■ Source data ■
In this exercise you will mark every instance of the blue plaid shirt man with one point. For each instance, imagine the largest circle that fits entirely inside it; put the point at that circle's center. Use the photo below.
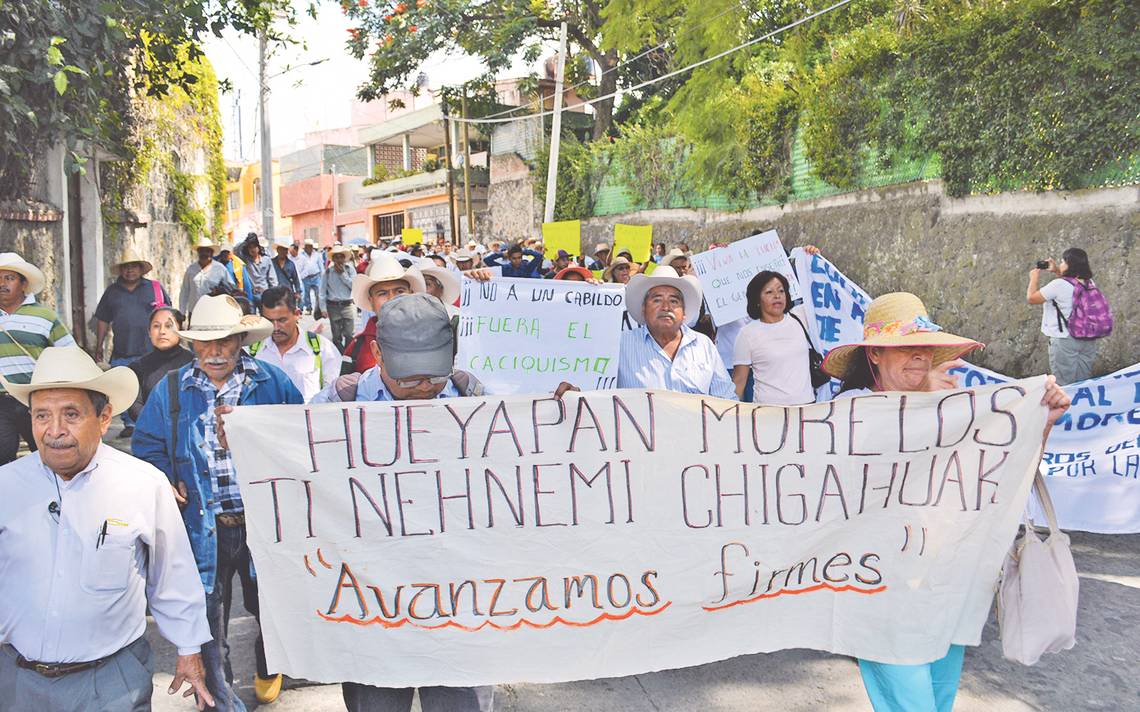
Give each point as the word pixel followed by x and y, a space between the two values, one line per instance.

* * *

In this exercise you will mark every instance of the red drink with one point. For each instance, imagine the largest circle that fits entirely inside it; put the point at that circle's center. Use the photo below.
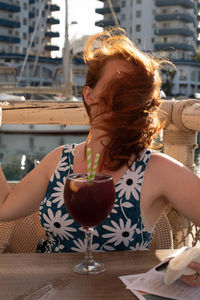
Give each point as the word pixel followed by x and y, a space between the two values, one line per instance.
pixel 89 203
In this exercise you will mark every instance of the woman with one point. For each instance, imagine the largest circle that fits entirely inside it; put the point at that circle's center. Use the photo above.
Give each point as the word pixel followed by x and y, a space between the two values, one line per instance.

■ The problem ■
From the records above, pull every line that carries the word "with".

■ Response ■
In this exercise you will mark every instance of the blue plaid shirt man with one point. For each instance, imagine the largest circle that fits entirely inside it; put the point at that circle's center. Use the photo below.
In this exercise you will mark every instance of the red drink with one point. For each instance, imagine the largest circle that fits entirely inside it; put the point at that circle's center. Use the photo below.
In this exercise you will mark every instance of the woman with one point. For each instance, imagine the largest circle that fits entirely inside it; put the point at that circle's center. Use the photo above.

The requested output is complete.